- _DATASET EXTRACT_:
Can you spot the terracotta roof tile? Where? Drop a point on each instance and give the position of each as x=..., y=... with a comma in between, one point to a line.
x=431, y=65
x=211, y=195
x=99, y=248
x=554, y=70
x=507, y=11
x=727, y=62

- _PROBLEM TO SOLVE_: Could you give the material again with "terracotta" changed to "clay" and everything else left as it is?

- _ANSWER_:
Can you spot the clay roof tile? Where? Drop a point on each instance and give the position of each as x=..., y=... with a comma in between, one point to a line.
x=431, y=65
x=211, y=195
x=99, y=248
x=554, y=70
x=507, y=11
x=727, y=62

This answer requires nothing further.